■ Source document
SKYTRUTH/GOOGLE EARTH
When Sharyn Cunningham moved to Cañon City, Colorado in 1994, no one told her the groundwater was contaminated - not her real estate agent, not the county health department, not state regulators. For eight years, she and her family unknowingly used a well tainted with uranium and molybdenum from the Cotter Corporation uranium mill a mile away, a Superfund site since 1984. The mill, the only one in the state, shut down in 1989, then reopened from 2004 to 2006; now, Cotter wants to once again start operations at the site. Despite millions spent on remediation, contamination persists today.
As co-chair of Colorado Citizens Against Toxic Waste, Cunningham has lobbied for cleanup of her community's groundwater for the last eight years. This spring, the Colorado legislature finally heard the call. It passed the Uranium Processing Accountability Act, which mandates cleanup before Cotter can resume processing uranium ore, which it plans to do by 2014. Gov. Bill Ritter signed the bill into law on June 9.
"When we showed (legislators) the facts of all the contamination here and how long Cotter has dragged their feet cleaning stuff up," Cunningham says, "they saw there's no excuse for it. "
Resounding bipartisan support for the bill in the state house (60-3) and senate (24-9) suggests an urgency to mop up the old hot mess before a new wave of uranium production breaks ground.
Similar public sentiment has other Western states pushing back as federal support for nuclear energy propels an ensuing uranium boom. The toxic legacy of the last boom persists throughout the West as abandoned mines and tailings piles continue to contaminate groundwater and health problems plague nearby communities. Initiatives like the Colorado uranium bill and a grassroots-led uranium cleanup plan in New Mexico highlight mounting frustration at the fallout from lax regulation and lagging remediation efforts.
The new Colorado law requires Cotter to restore polluted groundwater to safe levels before restarting operations. This creates an incentive that supporters hope will motivate cleanup more promptly than current government oversight has. The bill also mandates public notification about contaminated groundwater by mill operators, improved public participation in bonding decisions, and updated licensing for mills that process alternate feeds (waste material containing low levels of uranium, such as mine tailings).
Cotter's cleanup of air, soil, and water contamination, regulated by Colorado Department of Public Health and Environment and overseen by EPA, has been ongoing for 30 years. The mill, owned by General Atomics, has accrued 99 regulatory violations in the last decade. Its plans for expansion spurred campaigns by the Cañon City citizens group and Environment Colorado for legislation to accelerate the clean-up, helping lead to the new law.
Remediation of past uranium mill sites in Colorado has cost taxpayers $950 million, according to the U.S. Department of Energy -- another issue addressed by the bill, which calls for more public involvement in bonding decisions. Cotter's current bond is $18 million; the state health department has estimated twice that amount to remedy contamination at the site. In response to the bill, Cotter has stated that the cost of cleanup requirements would halt its plans to reopen the mill. Yet actually starting up the aging mill would cost Cotter at least $200 million, suggesting a wide gap between what the company is willing to invest in cleanup versus operation. Cotter vice-president John Hamrick declined further comment.
Colorado's law also applies to new mills like the proposed Piñon Ridge uranium mill in Western Colorado's Paradox Valley, but will not affect the application process now underway. Piñon Ridge would be the first new uranium mill built in the U.S. in 25 years. Public comments on the $12 million bond proposed in the application -- an amount called insufficient by mill opponents -- are being reviewed by the state. Under the new law, a similar public process will also be required annually to review (and potentially increase) the bond.
Ripple effects of the Colorado law could reach beyond state lines. In New Mexico, a General Atomics subsidiary plans to reopen a uranium mine on Mount Taylor, the designated ore source for the Cotter Mill. Without that mill in operation, however, the Mount Taylor mine could stall.

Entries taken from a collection
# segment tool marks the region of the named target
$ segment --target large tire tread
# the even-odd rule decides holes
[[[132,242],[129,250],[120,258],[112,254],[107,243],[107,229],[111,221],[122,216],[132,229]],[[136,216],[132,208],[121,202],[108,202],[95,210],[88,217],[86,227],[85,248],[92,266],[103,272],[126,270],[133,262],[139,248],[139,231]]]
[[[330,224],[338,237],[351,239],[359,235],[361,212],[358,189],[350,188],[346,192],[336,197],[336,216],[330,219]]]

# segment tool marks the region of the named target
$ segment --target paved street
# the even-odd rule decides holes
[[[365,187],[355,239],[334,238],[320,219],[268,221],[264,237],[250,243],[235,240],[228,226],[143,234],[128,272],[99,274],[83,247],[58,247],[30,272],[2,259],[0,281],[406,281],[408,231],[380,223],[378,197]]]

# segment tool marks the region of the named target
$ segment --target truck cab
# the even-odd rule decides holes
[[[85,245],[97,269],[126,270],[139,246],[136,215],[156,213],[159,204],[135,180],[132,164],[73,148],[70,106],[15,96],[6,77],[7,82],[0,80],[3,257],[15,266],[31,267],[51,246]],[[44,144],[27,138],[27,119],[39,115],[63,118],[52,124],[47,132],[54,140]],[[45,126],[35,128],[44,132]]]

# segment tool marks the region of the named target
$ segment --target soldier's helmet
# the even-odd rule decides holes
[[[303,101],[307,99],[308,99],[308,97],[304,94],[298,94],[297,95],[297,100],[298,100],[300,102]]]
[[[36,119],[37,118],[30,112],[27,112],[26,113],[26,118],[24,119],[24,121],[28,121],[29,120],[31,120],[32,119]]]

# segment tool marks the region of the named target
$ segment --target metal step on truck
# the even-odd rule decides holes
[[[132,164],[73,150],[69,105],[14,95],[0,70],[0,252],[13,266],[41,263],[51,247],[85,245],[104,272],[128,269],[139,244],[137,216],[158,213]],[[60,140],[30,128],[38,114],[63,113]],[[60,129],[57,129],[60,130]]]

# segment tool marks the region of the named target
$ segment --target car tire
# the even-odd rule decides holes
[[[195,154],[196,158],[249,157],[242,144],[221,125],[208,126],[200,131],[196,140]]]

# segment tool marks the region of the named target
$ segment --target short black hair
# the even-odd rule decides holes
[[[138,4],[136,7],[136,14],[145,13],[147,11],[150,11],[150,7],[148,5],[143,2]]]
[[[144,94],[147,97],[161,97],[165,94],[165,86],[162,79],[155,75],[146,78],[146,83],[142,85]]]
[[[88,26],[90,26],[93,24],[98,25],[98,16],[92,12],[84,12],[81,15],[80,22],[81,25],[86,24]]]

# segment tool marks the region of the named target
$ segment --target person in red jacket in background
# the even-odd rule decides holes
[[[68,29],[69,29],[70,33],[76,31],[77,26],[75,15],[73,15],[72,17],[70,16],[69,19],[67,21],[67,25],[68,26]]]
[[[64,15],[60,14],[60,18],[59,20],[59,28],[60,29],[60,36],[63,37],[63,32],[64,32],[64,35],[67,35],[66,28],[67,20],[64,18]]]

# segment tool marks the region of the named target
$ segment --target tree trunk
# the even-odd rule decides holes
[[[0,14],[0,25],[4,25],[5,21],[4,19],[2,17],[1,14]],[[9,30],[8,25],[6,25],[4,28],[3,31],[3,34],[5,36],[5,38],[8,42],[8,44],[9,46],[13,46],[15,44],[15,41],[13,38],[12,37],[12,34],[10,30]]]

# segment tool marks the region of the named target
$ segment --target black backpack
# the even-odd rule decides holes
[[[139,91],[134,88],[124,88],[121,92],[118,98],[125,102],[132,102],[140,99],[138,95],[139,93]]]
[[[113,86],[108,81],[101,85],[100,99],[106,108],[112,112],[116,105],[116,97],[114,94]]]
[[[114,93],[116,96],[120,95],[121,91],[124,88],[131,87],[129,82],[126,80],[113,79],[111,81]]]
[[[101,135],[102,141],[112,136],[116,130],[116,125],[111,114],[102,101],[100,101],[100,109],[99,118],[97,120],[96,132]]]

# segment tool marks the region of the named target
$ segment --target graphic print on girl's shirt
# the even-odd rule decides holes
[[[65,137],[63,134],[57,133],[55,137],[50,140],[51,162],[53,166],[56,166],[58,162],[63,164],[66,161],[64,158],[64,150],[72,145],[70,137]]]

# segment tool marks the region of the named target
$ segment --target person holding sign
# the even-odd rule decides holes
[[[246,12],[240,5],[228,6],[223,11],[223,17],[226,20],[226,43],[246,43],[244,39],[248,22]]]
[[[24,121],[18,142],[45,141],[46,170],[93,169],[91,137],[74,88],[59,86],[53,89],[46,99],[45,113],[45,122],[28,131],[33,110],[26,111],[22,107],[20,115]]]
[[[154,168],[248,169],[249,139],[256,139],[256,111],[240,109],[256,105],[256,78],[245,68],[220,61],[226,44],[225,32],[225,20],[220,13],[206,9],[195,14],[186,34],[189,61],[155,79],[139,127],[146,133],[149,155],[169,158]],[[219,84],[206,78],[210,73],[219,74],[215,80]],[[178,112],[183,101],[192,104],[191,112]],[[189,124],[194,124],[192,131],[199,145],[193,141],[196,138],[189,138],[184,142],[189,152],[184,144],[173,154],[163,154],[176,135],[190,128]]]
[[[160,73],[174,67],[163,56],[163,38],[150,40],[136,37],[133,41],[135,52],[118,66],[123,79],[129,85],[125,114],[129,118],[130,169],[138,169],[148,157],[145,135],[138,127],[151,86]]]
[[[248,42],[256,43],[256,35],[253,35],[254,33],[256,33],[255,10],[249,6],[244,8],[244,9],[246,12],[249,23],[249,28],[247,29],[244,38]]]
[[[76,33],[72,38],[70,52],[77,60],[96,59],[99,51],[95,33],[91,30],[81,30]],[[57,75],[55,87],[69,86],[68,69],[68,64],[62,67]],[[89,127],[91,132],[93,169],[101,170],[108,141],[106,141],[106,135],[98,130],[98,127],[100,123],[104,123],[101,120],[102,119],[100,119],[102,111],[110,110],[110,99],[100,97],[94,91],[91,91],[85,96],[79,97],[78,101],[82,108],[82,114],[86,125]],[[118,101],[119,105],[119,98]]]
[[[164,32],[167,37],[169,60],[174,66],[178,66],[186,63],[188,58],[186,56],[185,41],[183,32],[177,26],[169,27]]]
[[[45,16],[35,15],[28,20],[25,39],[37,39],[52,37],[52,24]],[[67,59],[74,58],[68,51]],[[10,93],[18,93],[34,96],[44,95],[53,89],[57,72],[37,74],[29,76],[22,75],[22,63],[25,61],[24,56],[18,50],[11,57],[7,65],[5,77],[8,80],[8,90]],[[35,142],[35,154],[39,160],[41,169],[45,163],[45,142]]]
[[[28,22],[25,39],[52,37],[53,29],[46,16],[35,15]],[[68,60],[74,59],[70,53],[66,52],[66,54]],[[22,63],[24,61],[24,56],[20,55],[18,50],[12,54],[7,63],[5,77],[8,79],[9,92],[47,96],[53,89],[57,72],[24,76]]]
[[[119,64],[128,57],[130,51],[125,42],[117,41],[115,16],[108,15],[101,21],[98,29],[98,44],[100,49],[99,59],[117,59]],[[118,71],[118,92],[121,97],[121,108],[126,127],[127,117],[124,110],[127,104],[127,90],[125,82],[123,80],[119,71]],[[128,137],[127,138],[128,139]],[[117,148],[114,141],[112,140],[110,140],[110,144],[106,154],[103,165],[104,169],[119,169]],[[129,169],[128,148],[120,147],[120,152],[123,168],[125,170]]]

■ Task objective
From the article on Colorado's uranium cleanup law, extract the passage starting with "The new Colorado" and going on through "as mine tailings).". The entries are separate material with no link to the article on Colorado's uranium cleanup law.

■ Exercise solution
The new Colorado law requires Cotter to restore polluted groundwater to safe levels before restarting operations. This creates an incentive that supporters hope will motivate cleanup more promptly than current government oversight has. The bill also mandates public notification about contaminated groundwater by mill operators, improved public participation in bonding decisions, and updated licensing for mills that process alternate feeds (waste material containing low levels of uranium, such as mine tailings).